• [Exercise]:
Count the lines in the items below that contain the string "bark", and give only that number.
-- Start Material provided --
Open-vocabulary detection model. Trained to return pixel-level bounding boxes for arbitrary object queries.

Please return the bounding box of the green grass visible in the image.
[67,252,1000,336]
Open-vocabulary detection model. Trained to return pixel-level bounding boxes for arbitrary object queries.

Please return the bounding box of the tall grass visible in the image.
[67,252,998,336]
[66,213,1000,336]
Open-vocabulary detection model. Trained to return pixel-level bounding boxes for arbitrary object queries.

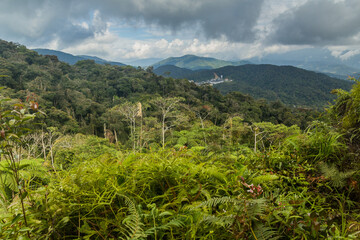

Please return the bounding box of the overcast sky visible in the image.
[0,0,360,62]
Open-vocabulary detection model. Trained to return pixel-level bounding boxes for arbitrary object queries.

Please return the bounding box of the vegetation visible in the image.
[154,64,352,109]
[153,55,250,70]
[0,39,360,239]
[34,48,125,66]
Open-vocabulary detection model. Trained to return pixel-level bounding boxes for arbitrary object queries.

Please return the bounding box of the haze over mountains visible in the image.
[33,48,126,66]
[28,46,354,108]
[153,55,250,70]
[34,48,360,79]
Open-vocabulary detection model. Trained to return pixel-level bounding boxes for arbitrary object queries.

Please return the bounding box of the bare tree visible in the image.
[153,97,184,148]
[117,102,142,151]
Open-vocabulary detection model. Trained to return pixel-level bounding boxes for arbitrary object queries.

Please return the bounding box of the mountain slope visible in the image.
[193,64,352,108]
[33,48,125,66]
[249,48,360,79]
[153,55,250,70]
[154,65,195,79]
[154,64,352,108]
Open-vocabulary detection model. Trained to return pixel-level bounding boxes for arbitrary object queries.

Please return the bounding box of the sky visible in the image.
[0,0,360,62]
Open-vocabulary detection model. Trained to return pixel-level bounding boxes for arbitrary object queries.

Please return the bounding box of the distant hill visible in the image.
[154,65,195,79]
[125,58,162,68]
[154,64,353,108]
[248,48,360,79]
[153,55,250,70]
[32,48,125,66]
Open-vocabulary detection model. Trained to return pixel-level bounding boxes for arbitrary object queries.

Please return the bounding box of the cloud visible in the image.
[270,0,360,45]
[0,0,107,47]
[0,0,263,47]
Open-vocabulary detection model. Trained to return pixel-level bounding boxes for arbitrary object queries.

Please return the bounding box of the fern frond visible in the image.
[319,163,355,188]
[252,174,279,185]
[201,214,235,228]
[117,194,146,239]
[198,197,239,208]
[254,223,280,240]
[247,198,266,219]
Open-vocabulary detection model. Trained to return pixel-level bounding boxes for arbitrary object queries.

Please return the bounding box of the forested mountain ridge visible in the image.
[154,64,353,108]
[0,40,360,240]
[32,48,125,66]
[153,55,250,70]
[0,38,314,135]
-- End Material provided --
-- Start Material provided --
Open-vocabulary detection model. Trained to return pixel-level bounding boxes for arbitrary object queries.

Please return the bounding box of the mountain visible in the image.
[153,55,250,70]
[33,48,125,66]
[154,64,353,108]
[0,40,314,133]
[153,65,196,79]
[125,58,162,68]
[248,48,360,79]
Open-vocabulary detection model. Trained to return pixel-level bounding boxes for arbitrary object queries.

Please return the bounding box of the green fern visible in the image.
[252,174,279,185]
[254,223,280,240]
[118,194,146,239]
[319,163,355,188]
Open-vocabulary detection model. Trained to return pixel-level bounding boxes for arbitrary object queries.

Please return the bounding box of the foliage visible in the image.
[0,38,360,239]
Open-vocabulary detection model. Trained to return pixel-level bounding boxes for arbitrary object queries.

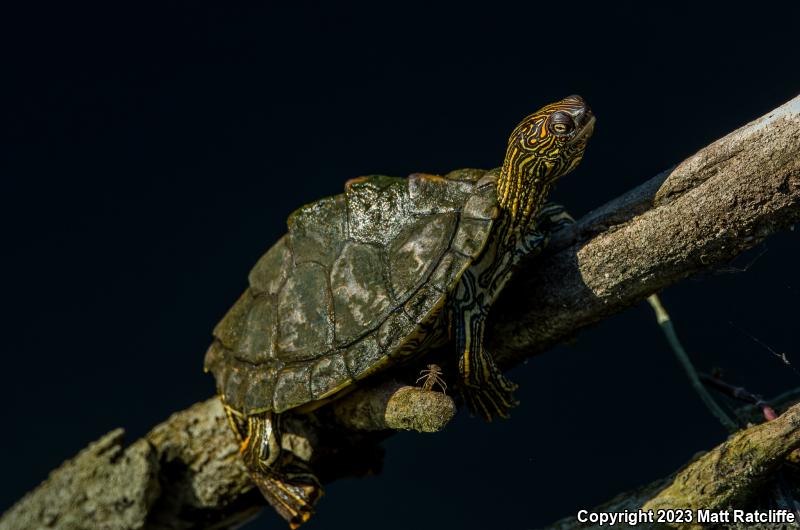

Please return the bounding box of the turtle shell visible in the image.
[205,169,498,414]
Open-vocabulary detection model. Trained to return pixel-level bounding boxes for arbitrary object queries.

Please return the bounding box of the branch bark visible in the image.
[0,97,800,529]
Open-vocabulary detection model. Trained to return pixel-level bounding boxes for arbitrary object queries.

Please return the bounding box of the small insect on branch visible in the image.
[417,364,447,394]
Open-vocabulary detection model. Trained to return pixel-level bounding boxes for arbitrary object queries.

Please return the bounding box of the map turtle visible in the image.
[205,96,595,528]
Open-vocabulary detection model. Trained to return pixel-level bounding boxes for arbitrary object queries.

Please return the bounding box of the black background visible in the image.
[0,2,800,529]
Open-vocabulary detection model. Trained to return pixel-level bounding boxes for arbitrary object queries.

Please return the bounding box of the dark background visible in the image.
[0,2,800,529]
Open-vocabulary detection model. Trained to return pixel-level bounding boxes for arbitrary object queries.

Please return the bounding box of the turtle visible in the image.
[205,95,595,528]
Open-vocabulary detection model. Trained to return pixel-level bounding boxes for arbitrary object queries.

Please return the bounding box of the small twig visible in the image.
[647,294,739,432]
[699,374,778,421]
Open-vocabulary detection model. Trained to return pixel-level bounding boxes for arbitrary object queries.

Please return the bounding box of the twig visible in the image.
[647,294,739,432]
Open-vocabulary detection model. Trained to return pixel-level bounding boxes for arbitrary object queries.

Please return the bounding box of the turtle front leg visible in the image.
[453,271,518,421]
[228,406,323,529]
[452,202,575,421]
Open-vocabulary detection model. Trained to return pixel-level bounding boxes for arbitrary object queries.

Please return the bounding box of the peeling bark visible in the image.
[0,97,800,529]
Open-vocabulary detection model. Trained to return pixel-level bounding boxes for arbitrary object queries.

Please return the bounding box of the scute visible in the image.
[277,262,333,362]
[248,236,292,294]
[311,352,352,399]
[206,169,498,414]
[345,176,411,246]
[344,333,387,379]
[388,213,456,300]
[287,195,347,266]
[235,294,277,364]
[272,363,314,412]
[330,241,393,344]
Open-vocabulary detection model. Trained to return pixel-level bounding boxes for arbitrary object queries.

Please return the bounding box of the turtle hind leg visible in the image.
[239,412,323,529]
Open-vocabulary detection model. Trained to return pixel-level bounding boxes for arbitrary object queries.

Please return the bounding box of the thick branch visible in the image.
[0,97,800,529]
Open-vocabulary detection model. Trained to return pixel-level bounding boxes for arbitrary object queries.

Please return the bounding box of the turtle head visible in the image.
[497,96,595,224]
-- End Material provided --
• [The solution]:
2